--- STORED DATA ---

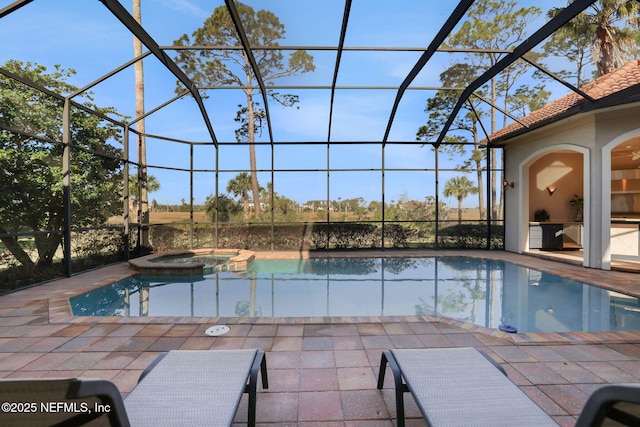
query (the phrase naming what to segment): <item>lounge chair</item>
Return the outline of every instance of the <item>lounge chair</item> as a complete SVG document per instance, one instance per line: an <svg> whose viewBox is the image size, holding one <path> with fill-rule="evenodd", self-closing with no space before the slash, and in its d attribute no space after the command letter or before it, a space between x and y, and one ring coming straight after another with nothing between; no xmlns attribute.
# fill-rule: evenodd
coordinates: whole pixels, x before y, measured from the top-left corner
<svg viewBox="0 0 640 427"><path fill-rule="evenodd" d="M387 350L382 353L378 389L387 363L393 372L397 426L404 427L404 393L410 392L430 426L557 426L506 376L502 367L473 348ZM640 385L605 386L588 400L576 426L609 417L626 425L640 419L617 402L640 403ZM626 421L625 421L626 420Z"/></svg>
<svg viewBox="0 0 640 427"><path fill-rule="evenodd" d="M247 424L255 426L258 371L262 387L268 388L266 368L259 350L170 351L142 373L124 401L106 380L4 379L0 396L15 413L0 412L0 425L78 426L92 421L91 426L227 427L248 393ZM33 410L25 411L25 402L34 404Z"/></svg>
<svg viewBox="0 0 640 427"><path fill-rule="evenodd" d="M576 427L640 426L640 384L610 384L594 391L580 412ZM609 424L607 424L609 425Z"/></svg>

==

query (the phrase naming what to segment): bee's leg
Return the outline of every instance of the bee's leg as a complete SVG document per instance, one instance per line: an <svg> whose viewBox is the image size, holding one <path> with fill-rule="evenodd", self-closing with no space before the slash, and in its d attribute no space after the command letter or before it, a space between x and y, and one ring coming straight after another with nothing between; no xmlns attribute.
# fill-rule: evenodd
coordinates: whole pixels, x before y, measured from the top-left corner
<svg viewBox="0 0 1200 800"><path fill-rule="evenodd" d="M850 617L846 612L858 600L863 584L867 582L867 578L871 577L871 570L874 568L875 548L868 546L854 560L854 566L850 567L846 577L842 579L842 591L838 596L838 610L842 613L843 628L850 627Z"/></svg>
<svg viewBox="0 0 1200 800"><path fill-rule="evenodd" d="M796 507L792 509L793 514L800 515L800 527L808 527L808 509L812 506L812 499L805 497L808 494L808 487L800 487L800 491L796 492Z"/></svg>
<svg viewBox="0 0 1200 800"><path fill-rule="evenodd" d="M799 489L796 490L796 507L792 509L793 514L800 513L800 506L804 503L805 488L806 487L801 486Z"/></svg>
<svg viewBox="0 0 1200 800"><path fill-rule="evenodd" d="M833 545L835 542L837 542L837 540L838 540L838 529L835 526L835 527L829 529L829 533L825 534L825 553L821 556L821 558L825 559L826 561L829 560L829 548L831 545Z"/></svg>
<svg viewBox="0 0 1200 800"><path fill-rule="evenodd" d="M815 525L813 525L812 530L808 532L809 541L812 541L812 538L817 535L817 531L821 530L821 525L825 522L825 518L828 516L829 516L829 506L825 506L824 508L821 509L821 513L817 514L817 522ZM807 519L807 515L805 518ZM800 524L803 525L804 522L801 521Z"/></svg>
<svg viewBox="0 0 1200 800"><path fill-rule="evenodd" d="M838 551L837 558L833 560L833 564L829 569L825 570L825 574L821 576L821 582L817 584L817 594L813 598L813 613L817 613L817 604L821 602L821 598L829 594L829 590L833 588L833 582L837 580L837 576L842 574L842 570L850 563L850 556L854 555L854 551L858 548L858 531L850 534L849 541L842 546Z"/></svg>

--- REQUIRED WORK ---
Find every line in the records above that contains the word "segment", and copy each one.

--- YOUR RESPONSE ---
query (the phrase naming what to segment): <item>lounge chair</item>
query (the phrase naming what to segment): bee's leg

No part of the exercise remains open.